# [Document extract]
▼
JORDAN CAPILITAN, HIGH SCHOOL STUDENT: My problem is I don't know what to do or how to solve something or what's the -- what does it mean?
NINA FERNANDEZ, HIGH SCHOOL STUDENT: And there's a lot of different, like, concepts in chemistry, and it's hard for me to, like, apply them.
JORDAN CAPILITAN: I really don't want to be here right now, but I try to pay attention anyway.
SPENCER MICHELS: Grabbing kids' attention and keeping them interested are considered critical for maintaining America's technological lead. At San Lorenzo High near Oakland, California, a racially diverse school in a working-class neighborhood, the math department uses innovative techniques and carefully-chosen teachers to keep students enthused.
CARLOS CABANA, MATH TEACHER: We are part-way through our presentations, trying to review, and remember, and get solid on the concepts from first-semester calculus. So is your team ready?
SPENCER MICHELS: Carlos Cabana teaches math. An unusually high 20 to 30 percent of students in the school enroll in advanced placement calculus, which he and others teach.
▲
# [Extracted data]
▼
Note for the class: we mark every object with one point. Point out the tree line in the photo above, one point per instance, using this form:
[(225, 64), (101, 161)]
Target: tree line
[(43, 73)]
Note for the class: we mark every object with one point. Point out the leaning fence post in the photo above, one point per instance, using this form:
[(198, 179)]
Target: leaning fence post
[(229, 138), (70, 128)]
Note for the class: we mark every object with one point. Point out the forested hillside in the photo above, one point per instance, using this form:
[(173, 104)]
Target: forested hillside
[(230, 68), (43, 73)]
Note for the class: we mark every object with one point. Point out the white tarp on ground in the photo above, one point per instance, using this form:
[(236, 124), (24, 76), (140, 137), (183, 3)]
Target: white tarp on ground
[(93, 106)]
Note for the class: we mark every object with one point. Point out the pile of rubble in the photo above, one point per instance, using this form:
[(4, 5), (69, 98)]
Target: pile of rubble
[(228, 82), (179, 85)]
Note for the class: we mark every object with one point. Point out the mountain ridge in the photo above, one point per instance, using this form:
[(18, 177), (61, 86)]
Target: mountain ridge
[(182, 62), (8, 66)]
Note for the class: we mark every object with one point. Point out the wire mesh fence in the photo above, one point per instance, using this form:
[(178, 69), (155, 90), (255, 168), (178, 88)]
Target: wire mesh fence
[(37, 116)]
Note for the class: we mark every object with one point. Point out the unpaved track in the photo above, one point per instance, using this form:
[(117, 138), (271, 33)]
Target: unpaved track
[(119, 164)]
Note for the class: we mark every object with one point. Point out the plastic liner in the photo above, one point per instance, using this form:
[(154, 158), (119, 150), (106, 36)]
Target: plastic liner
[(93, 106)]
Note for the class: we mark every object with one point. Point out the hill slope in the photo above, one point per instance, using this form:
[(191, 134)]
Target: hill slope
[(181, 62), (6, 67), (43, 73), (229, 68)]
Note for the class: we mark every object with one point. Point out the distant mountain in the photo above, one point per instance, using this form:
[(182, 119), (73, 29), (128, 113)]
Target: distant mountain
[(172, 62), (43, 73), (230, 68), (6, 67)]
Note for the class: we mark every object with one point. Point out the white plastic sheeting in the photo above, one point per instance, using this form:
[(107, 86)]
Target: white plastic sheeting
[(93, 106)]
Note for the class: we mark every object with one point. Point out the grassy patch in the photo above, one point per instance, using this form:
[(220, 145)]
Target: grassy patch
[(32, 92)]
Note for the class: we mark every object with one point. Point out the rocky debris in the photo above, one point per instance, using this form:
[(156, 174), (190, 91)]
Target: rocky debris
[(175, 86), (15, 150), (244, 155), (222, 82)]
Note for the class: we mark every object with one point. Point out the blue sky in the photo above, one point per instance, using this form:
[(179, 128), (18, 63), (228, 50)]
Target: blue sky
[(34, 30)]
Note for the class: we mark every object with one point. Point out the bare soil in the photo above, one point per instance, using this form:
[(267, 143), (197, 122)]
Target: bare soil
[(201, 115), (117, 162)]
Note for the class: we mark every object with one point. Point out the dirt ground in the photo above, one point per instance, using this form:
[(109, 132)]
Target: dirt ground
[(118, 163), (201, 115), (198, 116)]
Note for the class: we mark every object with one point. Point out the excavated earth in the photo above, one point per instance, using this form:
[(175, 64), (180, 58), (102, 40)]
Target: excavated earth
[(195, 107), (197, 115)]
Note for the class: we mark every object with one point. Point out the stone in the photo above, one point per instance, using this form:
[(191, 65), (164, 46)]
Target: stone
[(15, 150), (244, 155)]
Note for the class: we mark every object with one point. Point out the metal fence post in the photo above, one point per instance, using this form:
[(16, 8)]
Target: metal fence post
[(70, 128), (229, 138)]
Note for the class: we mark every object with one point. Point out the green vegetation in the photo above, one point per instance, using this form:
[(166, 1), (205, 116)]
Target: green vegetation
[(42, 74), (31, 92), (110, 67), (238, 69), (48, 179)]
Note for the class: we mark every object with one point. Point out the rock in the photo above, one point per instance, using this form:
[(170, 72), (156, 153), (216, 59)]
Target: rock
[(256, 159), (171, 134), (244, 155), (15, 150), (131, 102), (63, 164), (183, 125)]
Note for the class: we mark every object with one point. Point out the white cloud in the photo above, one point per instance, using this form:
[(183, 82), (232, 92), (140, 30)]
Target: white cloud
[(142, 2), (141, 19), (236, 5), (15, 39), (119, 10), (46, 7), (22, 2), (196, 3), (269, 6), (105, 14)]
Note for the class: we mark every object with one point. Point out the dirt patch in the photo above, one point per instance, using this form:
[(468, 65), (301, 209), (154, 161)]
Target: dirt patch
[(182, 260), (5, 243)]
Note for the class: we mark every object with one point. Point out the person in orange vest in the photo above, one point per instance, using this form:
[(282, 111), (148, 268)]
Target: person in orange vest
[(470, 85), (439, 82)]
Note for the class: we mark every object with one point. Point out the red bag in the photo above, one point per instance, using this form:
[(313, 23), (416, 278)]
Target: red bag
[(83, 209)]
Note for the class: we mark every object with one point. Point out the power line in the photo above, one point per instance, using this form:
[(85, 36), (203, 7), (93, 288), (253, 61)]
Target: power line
▲
# [Directives]
a) Answer these questions using the transcript about San Lorenzo High School:
(i) Which subject does Nina Fernandez say involves many concepts that she finds hard to apply?
(ii) Near which city is San Lorenzo High located?
(iii) What share of the school's students enroll in advanced placement calculus?
b) Carry on the transcript about San Lorenzo High School from the point at which it ends.
The records were taken from a separate source.

# [Answers per task]
a)
(i) Chemistry.
(ii) Oakland, California.
(iii) Between 20 and 30 percent.

b)
CARLOS CABANA: Just because we have a challenging -- students that come from challenging environments, it doesn't mean that they're not smart. I have to find the neediest, most vulnerable kids in my class and reach out to them on a human-being-to-human-being basis.
JO BOALER, STANFORD UNIVERSITY: This isn't a typical inner-city math class.
SPENCER MICHELS: Stanford University Education Professor Jo Boaler has been observing and advising Cabana and his students.
JO BOALER: They're not communicating to some students that they're never going to make it. They tell everybody that they're going to be going to calculus. They encourage everybody.
SPENCER MICHELS: Cabana divides his class into groups of four, and each team prepares a calculus problem for the other teams to solve.
UNIDENTIFIED STUDENT: So he got so mad that he grabbed his bike and threw it straight up into the air. But he was so close to the edge that the bike came straight down and fell straight into the water. So he was so amazed by amazed by his strength that he know he had to find an equation.
SPENCER MICHELS: The math department philosophy is that, within the groups, the strong students help the others.
UNIDENTIFIED STUDENT: Highest point? Oh, so this is not -- this is the highest point, huh?
UNIDENTIFIED STUDENT: Yes, that's just the T. Now plug that into the original rule.
UNIDENTIFIED STUDENT: Oh...
UNIDENTIFIED STUDENT: No. But if you plug zero in to the derivative, it could give you the...
UNIDENTIFIED STUDENT: It gives you the time.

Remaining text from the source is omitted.